TEXT SECTION ->

[Start]

On this synthetic distribution, even a 1-hour budget catches only 82 percent of events. A 24-hour budget catches all of them, at proportionally higher state cost. The numbers in production look similar: the long tail is heavy enough that no reasonable streaming budget gets to 100 percent. The streaming pipeline gets close; the reconciliation pass gets the last percent.

How to choose the lateness budget:

▸Profile production lateness for at least one full week of representative traffic
▸Pick a percentile target (95th for most consumer dashboards, 99th for important reports)
▸Compute the state cost at that percentile and verify it fits the engine budget
▸Plan the reconciliation job for everything past the budget; this is not optional

Tight BudgetModerate BudgetWide Budget

Tight Budget

Zero to five minutes

Minimum engine state, near-final results on first emit. Drops every event beyond the budget; relies on a separate reconciliation pass for completeness.

Moderate Budget

Thirty to ninety minutes

Catches the bulk of mobile retry tail and brief producer outages. Engine state grows linearly with budget; downstream sinks must support upserts on the window key.

Wide Budget

Hours to a day

Approaches eventual completeness for most workloads. State and checkpoint costs become significant; recovery from outages slows. Rarely the right answer when reconciliation is available.

•Stretch Lateness Budget

More events caught by streaming
Engine state grows linearly with budget
Output keeps updating; consumers need idempotent sinks
Window completeness still bounded by budget

✓Reconcile in Batch

Streaming budget stays small; engine cost stable
Late events handled by a separate batch job
Streaming output is approximate; batch output is canonical
Eventual completeness is unbounded; reconciliation can scan any history

Allowed lateness interacts with engine checkpointing in ways that often surprise teams new to streaming at scale. Every active window holds state that must be checkpointed periodically for fault tolerance. Larger lateness budgets mean more concurrent active windows, which mean larger checkpoints, which mean longer checkpoint durations, which mean longer recovery times when the engine restarts. A pipeline configured with a 24-hour lateness budget can take tens of minutes to restart from a checkpoint at high cardinality, during which the streaming output is stale. The recovery time is itself a kind of lateness; widening the lateness budget to chase correctness can make the engine itself slower to recover from outages, which produces a different kind of late data.

[End]

STATED GOAL ->
Please explain, in one to three sentences, why the text on lateness budgets says that widening the budget makes the engine slower to recover after a restart.

SOURCE MATERIAL ->
[Start]

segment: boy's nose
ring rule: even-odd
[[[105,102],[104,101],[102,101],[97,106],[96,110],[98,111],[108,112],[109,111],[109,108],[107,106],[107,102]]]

[End]

WRITTEN SOLUTION ->
Every active window holds state that must be checkpointed periodically for fault tolerance, and a larger lateness budget means more concurrent active windows. More windows mean larger checkpoints and longer checkpoint durations, so recovery takes longer when the engine restarts, and the streaming output stays stale during that time.